**EXPLORE THE MATERIAL**
- A) According to the review of the AGO's Outsiders exhibition, how many photographs does the show contain?
- B) Resume the review of the AGO's Outsiders photography exhibition, continuing directly after its final sentence.

The AGO mounts its biggest photo show since 2008, with stunning, exhausting results

Starting this weekend, visitors to the Art Gallery of Ontario in Toronto should be prepared to be overwhelmed upon crossing the threshold of the Zacks Pavilion. That sensation of surge and submersion comes courtesy of Outsiders, a new, AGO-curated exhibition of more than 300 photographs and five films by such American masters as Diane Arbus, Garry Winogrand, Nan Goldin, Gordon Parks and Robert Frank.

The show's subtitle, American Photography and Film, 1950s-1980s, may hint at the scope of the experience ahead, the ambition of the enterprise. But its just-the-facts blandness in no way conveys the presentation's all-encompassing effect in real time, its power to amaze and perturb. This is a commanding exhibition, drawn almost entirely from the AGO's own resources and those of friends, that demands more than a look-see; it's about looking and seeing and looking again. And that, my friends, can be very exhausting, albeit in a good way.

**SUPPLIED INFORMATION**
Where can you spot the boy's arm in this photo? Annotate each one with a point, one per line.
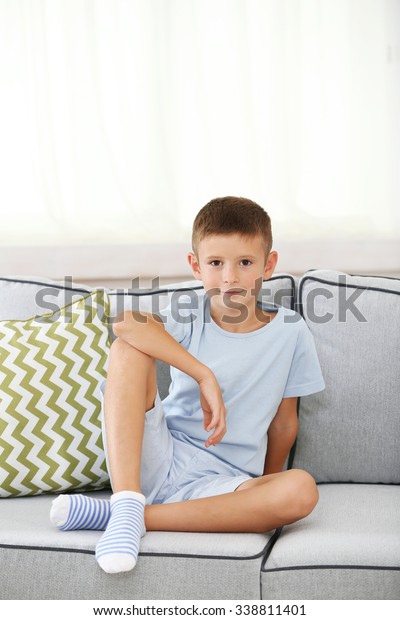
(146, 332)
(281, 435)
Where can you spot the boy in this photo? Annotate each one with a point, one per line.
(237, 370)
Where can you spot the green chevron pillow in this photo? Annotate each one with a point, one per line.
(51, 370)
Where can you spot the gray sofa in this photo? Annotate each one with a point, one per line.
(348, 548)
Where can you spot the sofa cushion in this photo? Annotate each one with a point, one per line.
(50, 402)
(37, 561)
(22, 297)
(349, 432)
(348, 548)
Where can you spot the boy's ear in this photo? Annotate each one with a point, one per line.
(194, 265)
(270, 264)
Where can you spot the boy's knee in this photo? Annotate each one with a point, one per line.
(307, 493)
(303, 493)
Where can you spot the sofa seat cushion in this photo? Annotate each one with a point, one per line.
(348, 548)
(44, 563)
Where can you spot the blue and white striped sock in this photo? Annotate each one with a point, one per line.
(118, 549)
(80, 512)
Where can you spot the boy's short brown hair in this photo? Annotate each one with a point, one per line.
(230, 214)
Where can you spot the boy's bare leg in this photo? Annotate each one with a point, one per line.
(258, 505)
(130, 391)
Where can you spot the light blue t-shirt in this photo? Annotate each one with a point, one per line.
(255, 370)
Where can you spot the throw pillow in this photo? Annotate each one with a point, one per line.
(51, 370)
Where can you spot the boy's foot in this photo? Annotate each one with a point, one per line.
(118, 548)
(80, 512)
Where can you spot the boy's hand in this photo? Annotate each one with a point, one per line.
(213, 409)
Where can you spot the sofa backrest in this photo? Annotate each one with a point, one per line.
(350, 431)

**ANSWERS BY TASK**
- A) More than 300 photographs.

- B)
"Outsiders" implies, of course, its binary opposite, and with it, a dynamic of "antagonistic reciprocity," of "us" and "them." This tension was especially pronounced in the four decades covered by the exhibition's rubric. Simply saying the names of the U.S. presidents who most dominated the epoch should be sufficient to convey the particular textures of those times – Eisenhower, Johnson, Nixon, Reagan. Yet to their credit, the show's co-curators, associate photography head Sophie Hackett and manager of publications Jim Shedden, take a decidedly fluid approach to the theme of outsiderdom. Yes, the exhibition offers a feast of images of myriad subcultures and countercultures, quasi-families and tribes, "defined," variously, by lifestyle, genetics, affinity and/or economic circumstance. We're talking suburban swingers, peaceniks and Russian dwarfs, biker gangs, cross-dressers and hippies, impoverished African-Americans, naturists and individuals with Down syndrome. But we're always made aware that each documentarian here possesses varying degrees of insiderness and outsiderness in relation to what he or she is framing in the viewfinder.

Danny Lyon’s 1966 Sparky and Cowboy.

Danny Lyon’s 1966 Sparky and Cowboy.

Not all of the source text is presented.